>> START Source document
29 May 2008 11:52 am

The corollary to the argument that John McCain is not entirely responsible for his political predicament is that he and his campaign are entirely responsible for getting out of it.

Option 0: Focus. Stop the scatter shot, hyper-zig-zag appeal to the base one day, appeal to moderates the next day. Spend much less time on foreign policy -- it seems as if McCain spends 60% of his time on Iraq, 30% on other foreign policy issues, and 10% of time on domestic policy. Change the ratio: spend 50% of your time on reform, 30% on energy and economic security, and 20% on Iraq and foreign policy.

Drawback: McCain's comfort zone would need to significantly enlarged.

Option 1: Truly, madly, deeply distance yourself from President Bush by way of policy distinctions on a subject other than climate change; stop respectfully disagreeing with the 27% President and start angrily disagreeing with him -- after all, Americans are angry about the direction of the country. They do not "respectfully" disagree with the President like you do.

Drawback: Though Republican conservatives have, say the polls, found their way to McCain, they drool much less than liberal Democrats do over their own nominee. The more daylight between McCain and Bush, the theory goes, the less enthusiastic the Republican base will be. Also: the angrier McCain gets, the more he turns moderate Republican and independent women off.

Option 2
: Unleash the guns. Go after Obama's patriotism frontally; pronounce Michelle Obama fair game; play the race card; demagogue gays; turn the race into a 2004-esque series of cultural contrasts.

Drawbacks: It's (a) not clear that this works anymore, even as a way to gin up the Republican base; (b) it would completely violate every principle McCain stands for; (c) it would irrevocably alienate crossover women; (d) the Tennessee Republican Party and various 527 groups will do this anyway.

Option 3: Get rid of some of your senior advisers; purge every former lobbyist from your payroll; make a clean start. This would send the message that McCain "gets" it. It would create an expectation of a new beginning, allowing McCain to do something bold on policy, potentially.

Drawbacks: It's not clear whether McCain would be any happier; there are many personal entanglements that would have to be straitened out before certain advisers are brought back aboard; the media might cover the news as evidence of a campaign in permanent flux;

Option 4
: Solve the women problem. It's an open secret in Republican and Democratic circles that less ideological Republican women and independent women are openly disdainful of John McCain in focus groups; they find him angry; they don't believe that he's equipped with the proper temperament to do the job. McCain can't win Pennsylvania this way unless he somehow manages to turn out white men in record numbers. The solution: appoint Tom Ridge to the ticket; appear on Oprah and Ellen once a week; appoint himself as permanent co-host of the View; buy ads on Bravo and Lifetime; Or, try to scare these women into thinking that Barack Obama is so dangerously inexperienced that his election will render their lives all the more insecure and unstable. Or, appear with your children; open up your private life some more.
>> END Source document
>> START Raw data
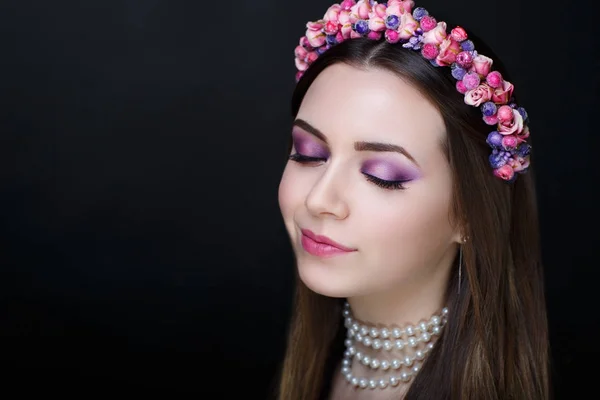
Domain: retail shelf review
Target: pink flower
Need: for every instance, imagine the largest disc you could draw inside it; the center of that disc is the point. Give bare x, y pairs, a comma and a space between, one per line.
448, 51
332, 13
399, 7
315, 26
502, 94
346, 30
521, 163
374, 35
301, 65
430, 51
300, 52
505, 114
408, 26
392, 36
471, 80
509, 142
379, 11
460, 86
331, 28
428, 23
347, 4
524, 134
377, 24
436, 35
315, 38
344, 17
491, 120
458, 34
505, 172
479, 95
481, 65
494, 79
515, 125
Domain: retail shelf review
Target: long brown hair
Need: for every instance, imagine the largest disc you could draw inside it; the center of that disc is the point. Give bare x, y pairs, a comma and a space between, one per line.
495, 344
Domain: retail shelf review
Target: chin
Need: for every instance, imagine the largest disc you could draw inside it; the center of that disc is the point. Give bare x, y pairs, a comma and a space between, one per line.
325, 280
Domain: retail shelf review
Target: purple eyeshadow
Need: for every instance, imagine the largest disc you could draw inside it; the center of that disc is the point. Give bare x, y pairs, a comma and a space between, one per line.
388, 172
308, 147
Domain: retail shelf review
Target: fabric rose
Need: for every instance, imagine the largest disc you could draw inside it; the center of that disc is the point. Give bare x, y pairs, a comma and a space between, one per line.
448, 50
408, 26
436, 35
482, 65
513, 126
479, 95
503, 94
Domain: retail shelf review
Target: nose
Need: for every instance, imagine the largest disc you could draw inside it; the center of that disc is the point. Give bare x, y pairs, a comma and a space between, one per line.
326, 197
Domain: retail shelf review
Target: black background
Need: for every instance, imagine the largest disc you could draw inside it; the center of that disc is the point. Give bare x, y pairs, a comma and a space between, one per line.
141, 145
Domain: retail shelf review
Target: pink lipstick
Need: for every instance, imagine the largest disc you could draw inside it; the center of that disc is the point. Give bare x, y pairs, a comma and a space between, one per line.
322, 246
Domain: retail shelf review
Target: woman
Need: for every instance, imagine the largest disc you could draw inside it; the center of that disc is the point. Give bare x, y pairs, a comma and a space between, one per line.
410, 205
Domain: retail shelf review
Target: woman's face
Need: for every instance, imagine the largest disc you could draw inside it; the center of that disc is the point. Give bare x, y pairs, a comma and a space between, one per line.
376, 182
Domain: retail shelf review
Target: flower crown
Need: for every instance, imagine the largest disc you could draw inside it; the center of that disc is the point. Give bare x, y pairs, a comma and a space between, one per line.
417, 30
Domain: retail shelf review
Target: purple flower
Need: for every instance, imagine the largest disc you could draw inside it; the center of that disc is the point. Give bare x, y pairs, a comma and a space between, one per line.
419, 13
522, 112
361, 27
392, 22
494, 139
489, 108
457, 72
467, 45
413, 43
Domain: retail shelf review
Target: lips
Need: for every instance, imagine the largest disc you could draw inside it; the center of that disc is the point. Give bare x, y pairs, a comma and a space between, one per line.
324, 240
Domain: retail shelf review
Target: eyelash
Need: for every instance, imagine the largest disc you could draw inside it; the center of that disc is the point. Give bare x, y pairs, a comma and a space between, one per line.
389, 185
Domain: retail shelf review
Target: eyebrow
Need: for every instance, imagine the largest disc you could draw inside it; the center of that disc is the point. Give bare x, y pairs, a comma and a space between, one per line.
358, 146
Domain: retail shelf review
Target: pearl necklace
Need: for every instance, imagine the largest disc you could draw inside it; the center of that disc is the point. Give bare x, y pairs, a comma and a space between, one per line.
387, 339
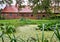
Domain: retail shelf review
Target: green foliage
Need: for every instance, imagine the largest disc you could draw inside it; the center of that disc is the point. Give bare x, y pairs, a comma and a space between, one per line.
57, 33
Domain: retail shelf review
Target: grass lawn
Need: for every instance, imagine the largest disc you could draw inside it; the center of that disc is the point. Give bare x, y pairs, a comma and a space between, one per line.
27, 31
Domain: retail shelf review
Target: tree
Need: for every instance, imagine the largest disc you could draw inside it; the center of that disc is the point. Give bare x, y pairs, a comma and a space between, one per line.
41, 5
3, 2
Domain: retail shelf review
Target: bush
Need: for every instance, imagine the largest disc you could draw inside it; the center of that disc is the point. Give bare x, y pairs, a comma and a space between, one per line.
48, 27
2, 18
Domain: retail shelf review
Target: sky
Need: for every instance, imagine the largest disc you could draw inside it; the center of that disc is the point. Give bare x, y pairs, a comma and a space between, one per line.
14, 2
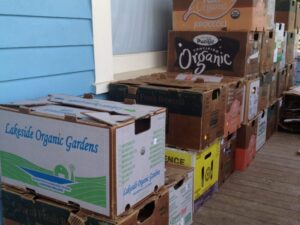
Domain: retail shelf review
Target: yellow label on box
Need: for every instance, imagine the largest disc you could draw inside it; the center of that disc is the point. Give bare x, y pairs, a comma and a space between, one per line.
205, 164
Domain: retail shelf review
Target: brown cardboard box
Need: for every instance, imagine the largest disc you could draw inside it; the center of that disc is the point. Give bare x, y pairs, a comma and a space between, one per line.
227, 53
297, 20
251, 99
272, 120
230, 15
286, 13
290, 48
195, 111
227, 153
180, 183
270, 17
246, 133
267, 51
273, 85
264, 90
261, 129
25, 208
235, 95
281, 82
291, 76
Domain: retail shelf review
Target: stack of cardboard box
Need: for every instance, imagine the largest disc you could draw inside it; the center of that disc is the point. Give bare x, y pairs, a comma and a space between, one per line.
67, 158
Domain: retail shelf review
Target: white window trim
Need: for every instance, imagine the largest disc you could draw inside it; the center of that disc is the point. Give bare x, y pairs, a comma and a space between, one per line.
103, 53
109, 67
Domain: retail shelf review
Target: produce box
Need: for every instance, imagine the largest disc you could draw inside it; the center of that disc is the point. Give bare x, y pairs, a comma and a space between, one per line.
272, 122
251, 98
230, 15
270, 17
180, 183
21, 208
291, 76
267, 51
297, 20
286, 13
264, 90
261, 129
205, 164
290, 48
226, 53
281, 81
195, 111
279, 42
206, 196
273, 85
227, 157
246, 146
235, 94
85, 151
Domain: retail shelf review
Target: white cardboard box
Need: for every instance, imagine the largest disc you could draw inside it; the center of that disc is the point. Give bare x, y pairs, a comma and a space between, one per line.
180, 182
104, 156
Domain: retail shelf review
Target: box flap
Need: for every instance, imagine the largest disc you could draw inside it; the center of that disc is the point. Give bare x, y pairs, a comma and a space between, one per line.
34, 102
135, 111
194, 77
108, 118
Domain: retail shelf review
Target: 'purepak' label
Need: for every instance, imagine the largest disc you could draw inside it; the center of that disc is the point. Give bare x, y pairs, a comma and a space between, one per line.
206, 52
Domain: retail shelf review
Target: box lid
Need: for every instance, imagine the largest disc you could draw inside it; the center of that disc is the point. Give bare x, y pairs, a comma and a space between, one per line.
104, 111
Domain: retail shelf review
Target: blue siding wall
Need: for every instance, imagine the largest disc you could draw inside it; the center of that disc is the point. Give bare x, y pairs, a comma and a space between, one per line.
140, 25
46, 46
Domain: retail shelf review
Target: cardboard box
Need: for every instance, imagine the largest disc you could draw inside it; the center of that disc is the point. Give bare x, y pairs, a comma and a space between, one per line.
273, 85
279, 42
270, 17
290, 48
195, 111
180, 183
272, 122
291, 76
246, 146
46, 148
205, 197
205, 164
251, 99
282, 58
235, 95
261, 129
286, 13
25, 208
289, 112
264, 90
267, 51
281, 81
297, 19
199, 53
230, 15
227, 155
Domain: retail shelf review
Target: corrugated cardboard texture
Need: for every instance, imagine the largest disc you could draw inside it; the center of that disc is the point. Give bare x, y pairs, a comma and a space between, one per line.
290, 47
179, 181
20, 209
285, 13
272, 122
245, 133
264, 90
195, 111
225, 53
227, 153
231, 15
267, 51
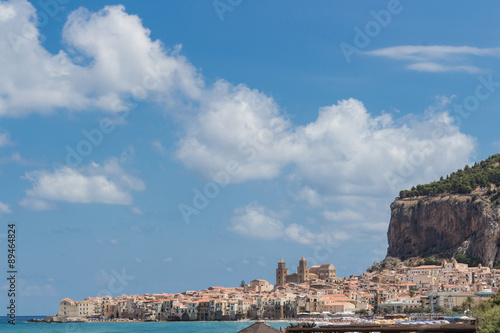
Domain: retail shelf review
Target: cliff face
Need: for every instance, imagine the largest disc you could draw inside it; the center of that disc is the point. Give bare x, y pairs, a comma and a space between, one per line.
444, 226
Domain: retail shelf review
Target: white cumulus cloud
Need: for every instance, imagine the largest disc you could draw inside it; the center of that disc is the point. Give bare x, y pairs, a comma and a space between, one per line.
107, 183
4, 208
108, 53
437, 58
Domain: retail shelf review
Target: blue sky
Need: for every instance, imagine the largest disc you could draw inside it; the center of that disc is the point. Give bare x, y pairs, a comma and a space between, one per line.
180, 145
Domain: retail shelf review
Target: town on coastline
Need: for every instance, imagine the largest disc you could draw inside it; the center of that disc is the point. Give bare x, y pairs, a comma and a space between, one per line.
310, 292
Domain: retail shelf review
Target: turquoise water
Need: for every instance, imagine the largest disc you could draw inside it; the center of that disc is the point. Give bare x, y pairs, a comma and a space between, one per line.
170, 327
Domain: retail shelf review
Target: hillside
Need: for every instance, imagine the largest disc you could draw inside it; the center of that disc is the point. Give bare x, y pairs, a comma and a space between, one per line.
458, 214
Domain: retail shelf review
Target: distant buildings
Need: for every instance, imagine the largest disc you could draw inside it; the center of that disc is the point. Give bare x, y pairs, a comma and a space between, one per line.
304, 273
311, 291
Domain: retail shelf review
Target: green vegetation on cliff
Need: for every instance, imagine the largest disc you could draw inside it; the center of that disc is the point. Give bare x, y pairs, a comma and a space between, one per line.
489, 312
482, 174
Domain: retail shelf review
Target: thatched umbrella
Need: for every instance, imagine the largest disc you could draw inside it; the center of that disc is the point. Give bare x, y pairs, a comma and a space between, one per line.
259, 327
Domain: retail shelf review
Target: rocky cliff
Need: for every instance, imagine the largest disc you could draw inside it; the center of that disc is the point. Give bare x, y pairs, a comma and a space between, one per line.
445, 225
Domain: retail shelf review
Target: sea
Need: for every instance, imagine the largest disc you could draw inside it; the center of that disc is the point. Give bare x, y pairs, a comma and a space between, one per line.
22, 325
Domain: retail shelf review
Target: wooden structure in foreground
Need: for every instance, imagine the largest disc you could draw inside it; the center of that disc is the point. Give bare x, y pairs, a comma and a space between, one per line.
444, 328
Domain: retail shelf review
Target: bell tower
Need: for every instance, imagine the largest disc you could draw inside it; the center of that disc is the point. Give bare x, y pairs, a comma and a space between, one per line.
281, 273
303, 271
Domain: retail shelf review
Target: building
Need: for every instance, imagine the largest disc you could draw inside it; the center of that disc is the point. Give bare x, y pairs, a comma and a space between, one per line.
304, 273
281, 273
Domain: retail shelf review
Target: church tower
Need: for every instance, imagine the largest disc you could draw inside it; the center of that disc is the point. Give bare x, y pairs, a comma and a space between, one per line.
303, 271
281, 273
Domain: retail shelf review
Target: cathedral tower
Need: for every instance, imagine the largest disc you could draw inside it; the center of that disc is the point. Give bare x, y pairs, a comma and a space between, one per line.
303, 271
281, 273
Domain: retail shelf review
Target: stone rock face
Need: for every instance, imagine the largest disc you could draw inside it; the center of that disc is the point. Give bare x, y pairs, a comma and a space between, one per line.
444, 226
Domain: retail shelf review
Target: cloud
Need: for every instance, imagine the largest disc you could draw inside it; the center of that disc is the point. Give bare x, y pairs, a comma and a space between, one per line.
438, 68
257, 222
342, 215
437, 58
159, 147
4, 209
15, 158
345, 145
36, 204
5, 138
108, 53
107, 184
136, 210
254, 221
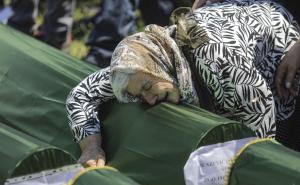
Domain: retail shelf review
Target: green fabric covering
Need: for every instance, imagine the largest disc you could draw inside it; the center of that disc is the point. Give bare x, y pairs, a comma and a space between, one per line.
21, 154
152, 144
103, 177
264, 163
35, 80
148, 144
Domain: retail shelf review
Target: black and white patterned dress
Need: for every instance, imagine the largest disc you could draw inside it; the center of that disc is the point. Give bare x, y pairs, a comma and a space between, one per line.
248, 39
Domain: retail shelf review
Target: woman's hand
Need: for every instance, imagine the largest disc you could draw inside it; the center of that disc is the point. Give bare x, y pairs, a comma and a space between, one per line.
92, 153
286, 72
200, 3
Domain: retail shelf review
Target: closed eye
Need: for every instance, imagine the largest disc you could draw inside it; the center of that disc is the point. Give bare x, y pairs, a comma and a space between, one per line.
147, 86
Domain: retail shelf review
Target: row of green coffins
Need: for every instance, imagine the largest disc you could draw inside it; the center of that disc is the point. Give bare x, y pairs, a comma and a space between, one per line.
147, 145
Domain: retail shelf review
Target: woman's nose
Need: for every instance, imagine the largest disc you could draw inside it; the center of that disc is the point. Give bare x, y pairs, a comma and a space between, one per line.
150, 98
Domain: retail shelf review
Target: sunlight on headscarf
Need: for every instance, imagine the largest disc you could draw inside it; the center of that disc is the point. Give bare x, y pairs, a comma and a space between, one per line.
155, 52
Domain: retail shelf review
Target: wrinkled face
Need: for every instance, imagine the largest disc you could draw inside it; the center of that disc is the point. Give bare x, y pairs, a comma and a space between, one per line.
152, 89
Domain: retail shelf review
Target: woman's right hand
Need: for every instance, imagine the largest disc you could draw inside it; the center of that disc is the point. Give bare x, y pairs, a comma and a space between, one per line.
92, 154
>> END Raw data
== Aim 1 ==
Condense the paragraph of the post on McCain's campaign options that begins "Option 0: Focus." into a short bulleted list that keeps its main facts.
== Aim 2 ==
Locate every line of the rows that contains the string "cloud", and copy each of those lines.
The post on McCain's campaign options and the rows are unrelated material.

== Correct output 1 ==
- Focus: stop the scattershot, zig-zagging appeals to the base one day and to moderates the next.
- Spend much less time on foreign policy. McCain seems to split his time 60% on Iraq, 30% on other foreign policy issues and 10% on domestic policy.
- Change the ratio to 50% on reform, 30% on energy and economic security, and 20% on Iraq and foreign policy.

== Correct output 2 ==
Target: white cumulus cloud
Target: cloud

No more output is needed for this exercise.